[START Selected extract]
According to a ruling by the 9th Circuit Court, it’s perfectly acceptable for agents of the federal government to sneak onto your property at night, stick a GPS tracking device to the bottom of your car, and then proceed to track your every move—all without a warrant. The federal court has ruled that Drug Enforcement Administration agents who did just that to an Oregon man in 2007 didn’t violate his rights, because he has no expectation of privacy in his driveway and no expectation that the government won’t track his movements.
This bizarre – and scary – ruling now applies in California and eight other Western states. The U.S. Court of Appeals for the Ninth Circuit, which covers this vast jurisdiction, recently decided the government can monitor you in this way virtually anytime it wants – with no need for a search warrant. It’s a dangerous decision – one that, as the dissenting judges warned, could turn America into the sort of totalitarian state imagined by George Orwell. It is particularly offensive because the judges added insult to injury with some shocking class bias: the little personal privacy that still exists, the court suggested, should belong mainly to the rich. You see, basically if your car is parked in your driveway and is easily accessible (ie, if it’s not behind the walls of a gated property), you have no reasonable expectation to privacy. Even on your own property, the courts consider the car to be in a public place.
Privacy advocates are understandably upset. Writing in Time, Adam Cohen calls the ruling a “dangerous decision” that “could turn America into the sort of totalitarian state imagined by George Orwell.” Gothamist’s Matt Buchanan also whips out the word “Orwellian,” along with the phrase “slippery slope.” “If it’s okay for the government to plant a GPS tracker on your vehicle in the night, without a warrant,” he writes, why isn’t it “okay to flip the switch on your phone, tracking everywhere it went—after all, if Google can know where you’re at, why can’t the government?”
[END Selected extract]
Work to do |
1) Using the article on the GPS tracking ruling, explain why the federal court found that the DEA agents did not violate the Oregon man's rights.
2) Extend the article on the warrantless GPS tracking ruling from where it stops.
The records come from a different source than the text above.
[START Given records]
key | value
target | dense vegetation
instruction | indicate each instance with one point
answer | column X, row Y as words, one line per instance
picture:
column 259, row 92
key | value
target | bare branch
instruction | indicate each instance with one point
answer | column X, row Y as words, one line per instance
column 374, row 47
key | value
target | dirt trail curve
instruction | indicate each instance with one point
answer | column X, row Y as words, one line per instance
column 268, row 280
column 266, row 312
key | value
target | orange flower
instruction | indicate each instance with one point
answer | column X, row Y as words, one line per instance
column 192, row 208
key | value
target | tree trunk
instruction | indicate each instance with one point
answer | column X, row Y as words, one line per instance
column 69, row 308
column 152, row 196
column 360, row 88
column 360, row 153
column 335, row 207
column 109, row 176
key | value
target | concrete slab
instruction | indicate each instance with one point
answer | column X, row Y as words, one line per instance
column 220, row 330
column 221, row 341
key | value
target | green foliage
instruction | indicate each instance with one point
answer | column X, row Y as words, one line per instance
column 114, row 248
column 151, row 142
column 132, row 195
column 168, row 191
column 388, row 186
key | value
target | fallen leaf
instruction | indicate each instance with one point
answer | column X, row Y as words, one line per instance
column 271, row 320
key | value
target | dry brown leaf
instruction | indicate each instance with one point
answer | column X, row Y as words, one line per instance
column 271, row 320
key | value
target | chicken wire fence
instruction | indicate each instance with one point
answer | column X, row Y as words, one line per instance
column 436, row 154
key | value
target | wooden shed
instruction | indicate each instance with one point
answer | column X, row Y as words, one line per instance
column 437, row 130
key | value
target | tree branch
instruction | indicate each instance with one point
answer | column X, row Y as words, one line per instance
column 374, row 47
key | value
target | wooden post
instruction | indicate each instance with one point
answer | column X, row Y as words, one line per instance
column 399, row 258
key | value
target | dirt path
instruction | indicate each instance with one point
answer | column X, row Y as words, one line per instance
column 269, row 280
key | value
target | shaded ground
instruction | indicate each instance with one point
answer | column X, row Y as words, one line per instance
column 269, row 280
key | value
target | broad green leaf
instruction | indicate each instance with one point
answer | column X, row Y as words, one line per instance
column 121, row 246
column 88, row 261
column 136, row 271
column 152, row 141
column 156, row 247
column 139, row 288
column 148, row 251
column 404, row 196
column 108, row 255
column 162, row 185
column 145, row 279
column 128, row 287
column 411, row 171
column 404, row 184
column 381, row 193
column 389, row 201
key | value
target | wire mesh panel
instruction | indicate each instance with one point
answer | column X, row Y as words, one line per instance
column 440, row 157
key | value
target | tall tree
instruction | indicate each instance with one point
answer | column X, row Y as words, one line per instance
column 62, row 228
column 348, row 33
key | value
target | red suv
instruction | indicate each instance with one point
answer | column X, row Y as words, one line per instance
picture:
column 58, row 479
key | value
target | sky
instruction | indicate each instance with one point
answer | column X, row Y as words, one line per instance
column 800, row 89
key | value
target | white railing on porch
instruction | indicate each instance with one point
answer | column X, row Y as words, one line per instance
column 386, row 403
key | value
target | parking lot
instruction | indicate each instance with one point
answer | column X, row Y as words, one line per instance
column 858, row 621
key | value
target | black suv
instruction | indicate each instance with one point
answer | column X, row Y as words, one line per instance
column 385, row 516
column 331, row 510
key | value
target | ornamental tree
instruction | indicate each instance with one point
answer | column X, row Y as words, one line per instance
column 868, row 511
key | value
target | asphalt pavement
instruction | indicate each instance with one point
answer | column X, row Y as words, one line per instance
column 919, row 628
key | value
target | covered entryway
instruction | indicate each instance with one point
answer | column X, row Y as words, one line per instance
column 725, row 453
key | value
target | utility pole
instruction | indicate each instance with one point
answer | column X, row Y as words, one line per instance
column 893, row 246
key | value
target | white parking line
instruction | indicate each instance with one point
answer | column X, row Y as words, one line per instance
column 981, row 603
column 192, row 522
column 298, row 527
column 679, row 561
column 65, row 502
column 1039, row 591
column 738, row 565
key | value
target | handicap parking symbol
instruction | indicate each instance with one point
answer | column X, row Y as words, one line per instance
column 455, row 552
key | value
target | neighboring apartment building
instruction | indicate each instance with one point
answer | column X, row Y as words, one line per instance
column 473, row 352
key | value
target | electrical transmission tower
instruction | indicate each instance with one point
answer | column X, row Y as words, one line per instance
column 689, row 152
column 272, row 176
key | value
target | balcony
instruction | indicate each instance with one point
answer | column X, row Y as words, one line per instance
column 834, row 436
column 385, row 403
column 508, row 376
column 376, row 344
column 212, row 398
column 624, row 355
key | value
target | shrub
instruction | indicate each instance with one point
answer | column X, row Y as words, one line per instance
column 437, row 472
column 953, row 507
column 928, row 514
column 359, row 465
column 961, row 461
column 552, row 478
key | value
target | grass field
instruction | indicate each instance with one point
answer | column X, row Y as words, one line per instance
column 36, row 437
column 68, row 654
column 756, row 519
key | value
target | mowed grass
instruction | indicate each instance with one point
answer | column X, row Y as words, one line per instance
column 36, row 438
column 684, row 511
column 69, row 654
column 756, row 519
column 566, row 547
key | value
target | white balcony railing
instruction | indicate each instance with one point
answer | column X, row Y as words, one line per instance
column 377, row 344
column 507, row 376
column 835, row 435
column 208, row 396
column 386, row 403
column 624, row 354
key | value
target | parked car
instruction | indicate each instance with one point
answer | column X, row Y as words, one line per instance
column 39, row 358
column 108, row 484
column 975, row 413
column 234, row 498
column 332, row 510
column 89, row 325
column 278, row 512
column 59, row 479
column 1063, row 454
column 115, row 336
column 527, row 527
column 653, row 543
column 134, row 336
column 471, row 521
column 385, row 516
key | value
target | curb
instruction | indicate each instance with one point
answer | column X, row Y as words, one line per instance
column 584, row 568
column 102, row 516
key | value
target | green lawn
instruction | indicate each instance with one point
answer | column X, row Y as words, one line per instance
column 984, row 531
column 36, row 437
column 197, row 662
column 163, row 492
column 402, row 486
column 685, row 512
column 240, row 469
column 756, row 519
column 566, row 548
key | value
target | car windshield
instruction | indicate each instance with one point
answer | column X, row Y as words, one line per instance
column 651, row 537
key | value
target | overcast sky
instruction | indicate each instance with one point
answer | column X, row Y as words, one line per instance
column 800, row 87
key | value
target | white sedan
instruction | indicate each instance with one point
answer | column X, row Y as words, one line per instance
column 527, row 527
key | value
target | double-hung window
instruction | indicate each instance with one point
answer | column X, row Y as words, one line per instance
[END Given records]
Answers |
1) The court found no violation because the man had no expectation of privacy in his driveway and no expectation that the government would not track his movements. A car parked in an easily accessible driveway, not behind the walls of a gated property, is considered to be in a public place even on the owner's land.

2)
This case began in 2007, when Drug Enforcement Administration (DEA) agents decided to monitor Juan Pineda-Moreno, an Oregon resident who they suspected was growing marijuana. They snuck onto his property in the middle of the night and found his Jeep in his driveway, a few feet from his trailer home. Then they attached a GPS tracking device to the vehicle’s underside.
After Pineda-Moreno challenged the DEA’s actions, a three-judge panel of the Ninth Circuit ruled in January that it was all perfectly legal. More disturbingly, a larger group of judges on the circuit, who were subsequently asked to reconsider the ruling, decided this month to let it stand. (Pineda-Moreno has pleaded guilty conditionally to conspiracy to manufacture marijuana and manufacturing marijuana while appealing the denial of his motion to suppress evidence obtained with the help of GPS.)
In fact, the government violated Pineda-Moreno’s privacy rights in two different ways. For starters, the invasion of his driveway was wrong. The courts have long held that people have a reasonable expectation of privacy in their homes and in the “curtilage,” a fancy legal term for the area around the home. The government’s intrusion on property just a few feet away was clearly in this zone of privacy.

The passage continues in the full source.